Point localization data:

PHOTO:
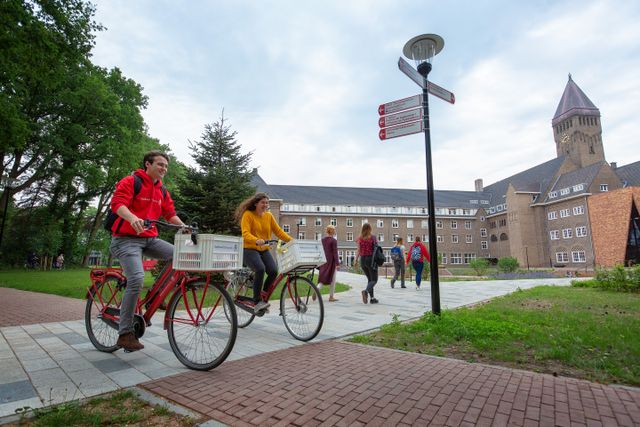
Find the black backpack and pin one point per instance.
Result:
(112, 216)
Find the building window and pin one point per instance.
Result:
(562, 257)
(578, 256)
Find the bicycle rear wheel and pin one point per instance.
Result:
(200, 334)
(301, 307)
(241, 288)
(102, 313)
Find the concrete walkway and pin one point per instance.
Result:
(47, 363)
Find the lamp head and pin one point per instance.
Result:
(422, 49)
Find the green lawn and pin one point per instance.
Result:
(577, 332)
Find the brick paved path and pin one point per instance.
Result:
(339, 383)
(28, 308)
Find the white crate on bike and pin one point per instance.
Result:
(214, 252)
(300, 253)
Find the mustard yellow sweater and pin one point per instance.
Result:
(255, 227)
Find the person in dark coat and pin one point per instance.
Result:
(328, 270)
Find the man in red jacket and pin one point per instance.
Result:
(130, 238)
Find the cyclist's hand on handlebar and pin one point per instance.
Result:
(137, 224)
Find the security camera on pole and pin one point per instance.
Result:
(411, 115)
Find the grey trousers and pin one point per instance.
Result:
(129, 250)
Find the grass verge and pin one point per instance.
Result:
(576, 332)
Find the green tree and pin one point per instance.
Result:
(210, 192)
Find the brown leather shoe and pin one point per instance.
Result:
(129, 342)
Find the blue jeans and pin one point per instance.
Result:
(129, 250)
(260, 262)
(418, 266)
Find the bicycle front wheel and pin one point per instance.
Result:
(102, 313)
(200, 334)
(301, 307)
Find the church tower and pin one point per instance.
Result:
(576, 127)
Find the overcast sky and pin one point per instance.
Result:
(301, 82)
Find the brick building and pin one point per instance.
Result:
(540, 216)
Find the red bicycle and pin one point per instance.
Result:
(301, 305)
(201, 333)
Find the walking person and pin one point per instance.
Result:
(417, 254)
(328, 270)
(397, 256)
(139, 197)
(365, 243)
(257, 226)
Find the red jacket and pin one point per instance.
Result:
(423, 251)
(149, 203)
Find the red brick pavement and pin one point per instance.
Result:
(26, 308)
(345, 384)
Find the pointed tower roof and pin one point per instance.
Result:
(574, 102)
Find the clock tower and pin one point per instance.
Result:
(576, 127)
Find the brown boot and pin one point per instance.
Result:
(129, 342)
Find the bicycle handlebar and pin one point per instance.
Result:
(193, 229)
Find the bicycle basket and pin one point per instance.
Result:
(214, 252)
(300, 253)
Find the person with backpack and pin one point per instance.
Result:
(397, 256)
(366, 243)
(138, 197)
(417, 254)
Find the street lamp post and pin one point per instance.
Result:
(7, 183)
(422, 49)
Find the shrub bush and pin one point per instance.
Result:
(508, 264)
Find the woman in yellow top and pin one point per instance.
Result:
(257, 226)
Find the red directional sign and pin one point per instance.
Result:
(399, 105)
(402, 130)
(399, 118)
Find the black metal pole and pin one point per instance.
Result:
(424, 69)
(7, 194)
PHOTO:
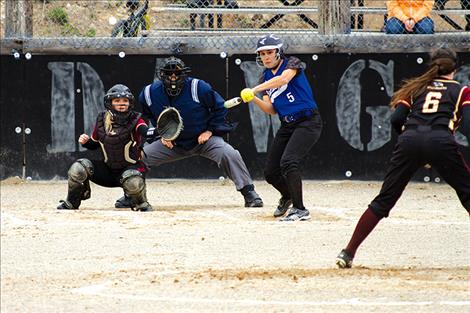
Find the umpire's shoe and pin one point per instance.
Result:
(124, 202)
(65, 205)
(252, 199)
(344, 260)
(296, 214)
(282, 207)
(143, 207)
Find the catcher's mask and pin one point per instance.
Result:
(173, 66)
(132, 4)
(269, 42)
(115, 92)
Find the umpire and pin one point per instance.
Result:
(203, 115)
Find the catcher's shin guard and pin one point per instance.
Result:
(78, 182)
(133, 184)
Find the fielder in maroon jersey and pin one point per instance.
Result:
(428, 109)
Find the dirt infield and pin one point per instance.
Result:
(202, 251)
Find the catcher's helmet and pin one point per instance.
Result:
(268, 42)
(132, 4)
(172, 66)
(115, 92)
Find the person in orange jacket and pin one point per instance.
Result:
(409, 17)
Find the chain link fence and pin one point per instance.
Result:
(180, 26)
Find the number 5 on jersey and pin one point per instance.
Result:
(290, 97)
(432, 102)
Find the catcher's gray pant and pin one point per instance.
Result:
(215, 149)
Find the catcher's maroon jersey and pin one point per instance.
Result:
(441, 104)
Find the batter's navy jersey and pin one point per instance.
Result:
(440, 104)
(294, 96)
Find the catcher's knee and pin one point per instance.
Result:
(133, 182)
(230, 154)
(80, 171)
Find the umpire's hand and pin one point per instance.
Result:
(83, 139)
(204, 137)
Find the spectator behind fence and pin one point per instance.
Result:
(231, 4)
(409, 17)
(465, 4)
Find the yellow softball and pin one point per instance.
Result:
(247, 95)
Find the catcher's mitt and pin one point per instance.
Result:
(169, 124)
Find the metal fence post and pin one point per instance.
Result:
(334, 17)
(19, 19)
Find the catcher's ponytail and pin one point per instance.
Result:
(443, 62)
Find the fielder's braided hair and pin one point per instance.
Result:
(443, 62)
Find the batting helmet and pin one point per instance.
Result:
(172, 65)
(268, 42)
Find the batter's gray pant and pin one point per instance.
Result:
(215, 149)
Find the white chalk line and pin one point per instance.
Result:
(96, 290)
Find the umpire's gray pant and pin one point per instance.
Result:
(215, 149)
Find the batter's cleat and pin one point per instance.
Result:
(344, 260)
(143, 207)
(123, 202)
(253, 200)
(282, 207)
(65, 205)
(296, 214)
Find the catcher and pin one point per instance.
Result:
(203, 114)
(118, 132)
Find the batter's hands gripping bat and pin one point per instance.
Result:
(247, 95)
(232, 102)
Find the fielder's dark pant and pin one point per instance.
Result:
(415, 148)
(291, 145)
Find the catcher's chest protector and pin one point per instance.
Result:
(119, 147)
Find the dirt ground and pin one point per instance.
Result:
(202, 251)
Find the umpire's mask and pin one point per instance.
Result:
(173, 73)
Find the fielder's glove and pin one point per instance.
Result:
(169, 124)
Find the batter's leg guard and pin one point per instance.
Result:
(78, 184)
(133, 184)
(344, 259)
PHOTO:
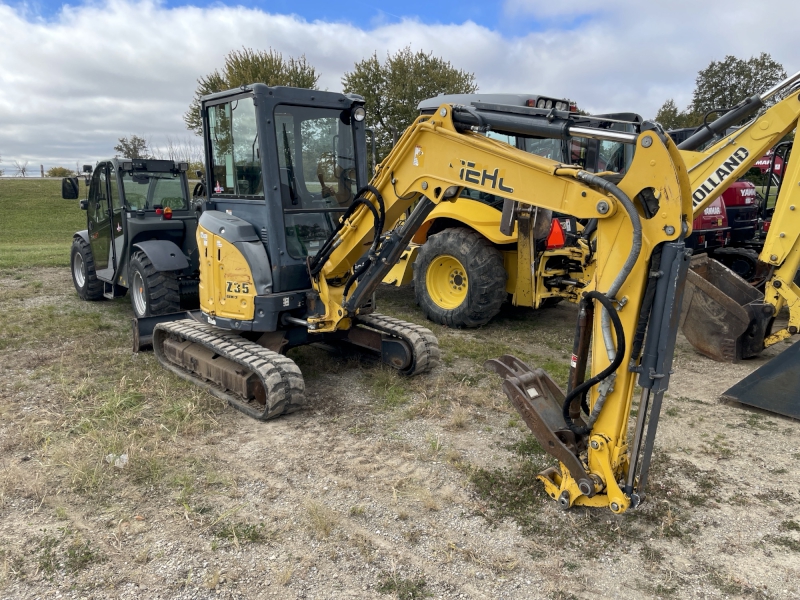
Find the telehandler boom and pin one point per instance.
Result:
--
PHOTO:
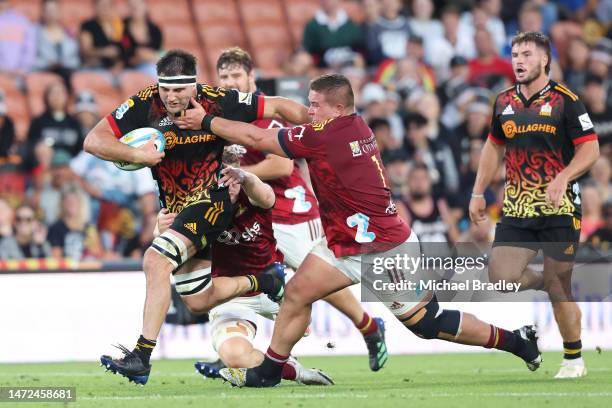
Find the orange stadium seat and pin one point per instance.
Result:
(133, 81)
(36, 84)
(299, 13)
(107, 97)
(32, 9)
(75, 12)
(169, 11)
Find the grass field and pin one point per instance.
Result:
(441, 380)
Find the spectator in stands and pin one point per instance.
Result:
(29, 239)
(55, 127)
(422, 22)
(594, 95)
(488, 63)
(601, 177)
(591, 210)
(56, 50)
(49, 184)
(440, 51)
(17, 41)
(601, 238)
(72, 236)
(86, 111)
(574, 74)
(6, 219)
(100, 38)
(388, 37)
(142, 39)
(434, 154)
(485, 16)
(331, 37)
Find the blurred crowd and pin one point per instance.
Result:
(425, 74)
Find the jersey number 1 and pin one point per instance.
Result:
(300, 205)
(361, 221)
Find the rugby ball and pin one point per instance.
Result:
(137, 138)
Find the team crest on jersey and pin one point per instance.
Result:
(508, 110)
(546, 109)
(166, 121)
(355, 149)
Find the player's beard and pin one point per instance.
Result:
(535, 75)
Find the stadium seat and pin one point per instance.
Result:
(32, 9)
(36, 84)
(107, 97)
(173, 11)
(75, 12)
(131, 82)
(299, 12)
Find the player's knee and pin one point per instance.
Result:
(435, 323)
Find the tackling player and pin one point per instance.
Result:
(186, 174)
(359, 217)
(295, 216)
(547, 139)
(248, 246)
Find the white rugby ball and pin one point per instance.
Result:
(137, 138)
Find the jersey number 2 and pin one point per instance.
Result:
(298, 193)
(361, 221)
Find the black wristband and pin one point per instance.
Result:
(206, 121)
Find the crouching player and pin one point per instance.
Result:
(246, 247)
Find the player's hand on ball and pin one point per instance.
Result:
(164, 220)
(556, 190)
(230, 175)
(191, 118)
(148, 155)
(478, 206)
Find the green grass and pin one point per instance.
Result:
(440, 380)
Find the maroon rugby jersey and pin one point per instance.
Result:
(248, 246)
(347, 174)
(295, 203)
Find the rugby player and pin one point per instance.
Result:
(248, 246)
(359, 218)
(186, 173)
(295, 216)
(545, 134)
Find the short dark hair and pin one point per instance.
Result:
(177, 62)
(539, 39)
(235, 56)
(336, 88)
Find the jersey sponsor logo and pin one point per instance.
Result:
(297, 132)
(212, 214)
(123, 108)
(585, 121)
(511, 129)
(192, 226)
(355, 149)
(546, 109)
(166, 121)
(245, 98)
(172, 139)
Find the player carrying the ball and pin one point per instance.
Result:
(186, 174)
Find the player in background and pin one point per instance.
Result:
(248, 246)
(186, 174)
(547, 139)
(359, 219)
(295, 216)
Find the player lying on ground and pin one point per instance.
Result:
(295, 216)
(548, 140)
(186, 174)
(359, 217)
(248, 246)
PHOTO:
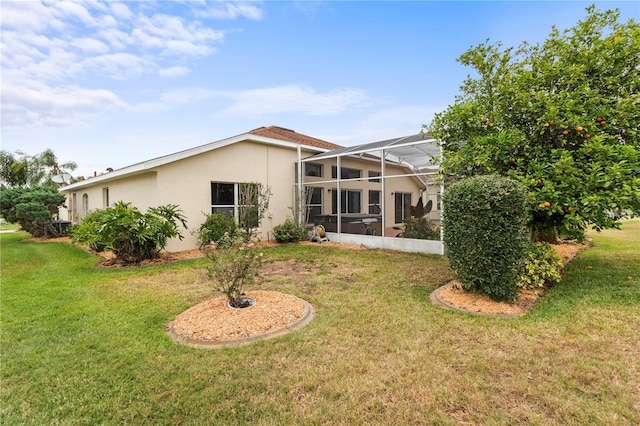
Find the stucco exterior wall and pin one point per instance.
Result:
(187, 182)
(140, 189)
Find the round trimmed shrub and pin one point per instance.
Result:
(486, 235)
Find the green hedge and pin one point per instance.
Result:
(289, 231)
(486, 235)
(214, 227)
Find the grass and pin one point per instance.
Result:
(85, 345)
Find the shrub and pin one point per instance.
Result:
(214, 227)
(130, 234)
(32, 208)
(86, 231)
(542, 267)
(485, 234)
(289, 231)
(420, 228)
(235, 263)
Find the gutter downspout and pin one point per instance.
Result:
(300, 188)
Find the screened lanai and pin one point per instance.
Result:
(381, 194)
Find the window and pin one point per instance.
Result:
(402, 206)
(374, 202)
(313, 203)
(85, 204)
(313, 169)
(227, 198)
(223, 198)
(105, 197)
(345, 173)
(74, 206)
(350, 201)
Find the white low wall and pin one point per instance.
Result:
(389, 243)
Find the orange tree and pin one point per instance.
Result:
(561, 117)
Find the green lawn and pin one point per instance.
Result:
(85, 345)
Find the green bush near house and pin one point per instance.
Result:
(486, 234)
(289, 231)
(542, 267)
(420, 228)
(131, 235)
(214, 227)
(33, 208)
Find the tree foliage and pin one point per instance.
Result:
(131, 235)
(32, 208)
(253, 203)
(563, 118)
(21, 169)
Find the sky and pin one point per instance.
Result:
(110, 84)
==
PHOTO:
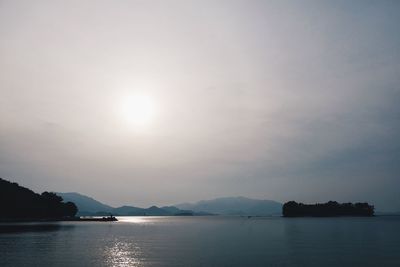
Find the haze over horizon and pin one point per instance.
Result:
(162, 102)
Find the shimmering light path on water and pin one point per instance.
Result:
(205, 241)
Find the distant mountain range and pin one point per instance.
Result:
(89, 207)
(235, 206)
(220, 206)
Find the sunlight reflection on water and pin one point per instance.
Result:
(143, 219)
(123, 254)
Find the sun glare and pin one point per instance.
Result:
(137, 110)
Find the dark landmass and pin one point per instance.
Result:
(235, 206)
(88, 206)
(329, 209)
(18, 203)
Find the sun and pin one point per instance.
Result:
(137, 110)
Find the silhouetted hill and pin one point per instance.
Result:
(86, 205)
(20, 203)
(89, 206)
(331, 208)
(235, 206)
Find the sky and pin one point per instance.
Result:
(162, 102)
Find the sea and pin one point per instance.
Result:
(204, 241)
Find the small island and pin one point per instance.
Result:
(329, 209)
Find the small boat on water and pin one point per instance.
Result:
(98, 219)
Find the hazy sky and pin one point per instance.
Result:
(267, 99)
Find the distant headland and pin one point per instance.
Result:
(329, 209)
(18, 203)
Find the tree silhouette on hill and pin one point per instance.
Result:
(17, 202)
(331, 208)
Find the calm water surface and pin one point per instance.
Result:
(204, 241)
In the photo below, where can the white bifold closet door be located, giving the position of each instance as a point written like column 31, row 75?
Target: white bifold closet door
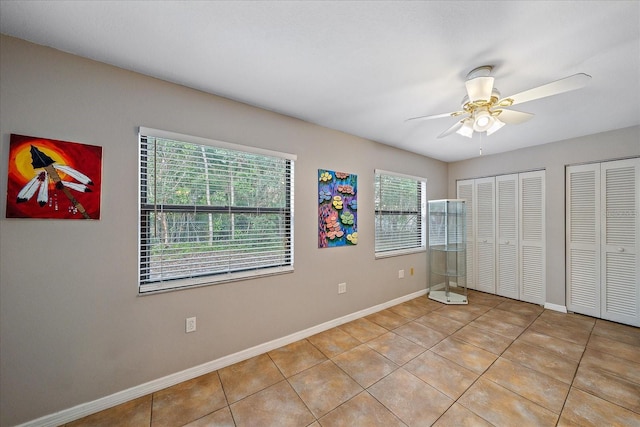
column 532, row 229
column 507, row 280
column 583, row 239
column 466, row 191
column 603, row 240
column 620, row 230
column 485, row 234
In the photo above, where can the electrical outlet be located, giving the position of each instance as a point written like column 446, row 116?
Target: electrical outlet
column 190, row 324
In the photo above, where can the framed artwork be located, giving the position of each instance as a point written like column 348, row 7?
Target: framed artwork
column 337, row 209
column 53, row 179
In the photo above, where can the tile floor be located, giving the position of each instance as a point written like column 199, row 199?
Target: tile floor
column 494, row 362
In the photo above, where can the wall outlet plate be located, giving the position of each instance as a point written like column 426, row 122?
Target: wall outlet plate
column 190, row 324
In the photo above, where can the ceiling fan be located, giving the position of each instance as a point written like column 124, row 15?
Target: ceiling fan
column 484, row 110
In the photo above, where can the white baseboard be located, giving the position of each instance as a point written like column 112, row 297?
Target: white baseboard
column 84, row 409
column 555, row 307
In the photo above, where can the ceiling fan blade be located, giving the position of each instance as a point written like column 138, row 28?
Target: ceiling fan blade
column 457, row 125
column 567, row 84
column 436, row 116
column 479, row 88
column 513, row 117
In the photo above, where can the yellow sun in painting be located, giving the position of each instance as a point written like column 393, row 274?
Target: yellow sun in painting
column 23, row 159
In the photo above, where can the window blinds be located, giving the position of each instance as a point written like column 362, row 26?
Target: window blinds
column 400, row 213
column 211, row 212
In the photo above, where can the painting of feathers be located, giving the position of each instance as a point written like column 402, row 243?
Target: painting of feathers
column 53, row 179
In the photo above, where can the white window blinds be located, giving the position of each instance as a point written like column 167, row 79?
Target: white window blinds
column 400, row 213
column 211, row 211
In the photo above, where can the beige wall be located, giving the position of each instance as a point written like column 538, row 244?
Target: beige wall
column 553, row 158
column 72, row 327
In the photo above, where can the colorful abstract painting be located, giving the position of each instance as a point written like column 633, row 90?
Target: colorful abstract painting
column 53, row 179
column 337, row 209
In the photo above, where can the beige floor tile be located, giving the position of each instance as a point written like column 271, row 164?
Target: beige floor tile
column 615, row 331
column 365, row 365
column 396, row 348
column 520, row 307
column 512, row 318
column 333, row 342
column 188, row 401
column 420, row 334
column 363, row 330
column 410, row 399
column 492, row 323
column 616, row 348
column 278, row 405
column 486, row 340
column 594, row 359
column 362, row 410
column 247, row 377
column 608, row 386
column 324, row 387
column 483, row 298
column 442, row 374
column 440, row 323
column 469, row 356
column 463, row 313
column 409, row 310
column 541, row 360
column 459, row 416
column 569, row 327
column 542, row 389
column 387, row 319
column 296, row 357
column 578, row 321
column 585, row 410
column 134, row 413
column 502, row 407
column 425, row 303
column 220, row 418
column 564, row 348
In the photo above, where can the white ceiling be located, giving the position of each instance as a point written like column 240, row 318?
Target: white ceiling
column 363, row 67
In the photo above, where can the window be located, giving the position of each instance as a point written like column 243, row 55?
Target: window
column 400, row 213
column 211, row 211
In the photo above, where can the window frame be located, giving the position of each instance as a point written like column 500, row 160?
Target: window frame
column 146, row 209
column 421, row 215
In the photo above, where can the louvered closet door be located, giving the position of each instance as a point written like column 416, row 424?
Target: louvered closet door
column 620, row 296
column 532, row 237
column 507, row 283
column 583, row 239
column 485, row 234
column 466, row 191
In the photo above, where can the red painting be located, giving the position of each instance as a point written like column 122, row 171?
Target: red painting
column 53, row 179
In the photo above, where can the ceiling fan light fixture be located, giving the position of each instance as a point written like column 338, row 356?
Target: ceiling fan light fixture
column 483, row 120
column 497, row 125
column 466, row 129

Task prompt :: Reproduce each line of the entries in which the word "hair" is found.

Exercise result ::
Find the fielder's braided hair and pin one point per instance.
Find the short dark hair and pin one point per instance.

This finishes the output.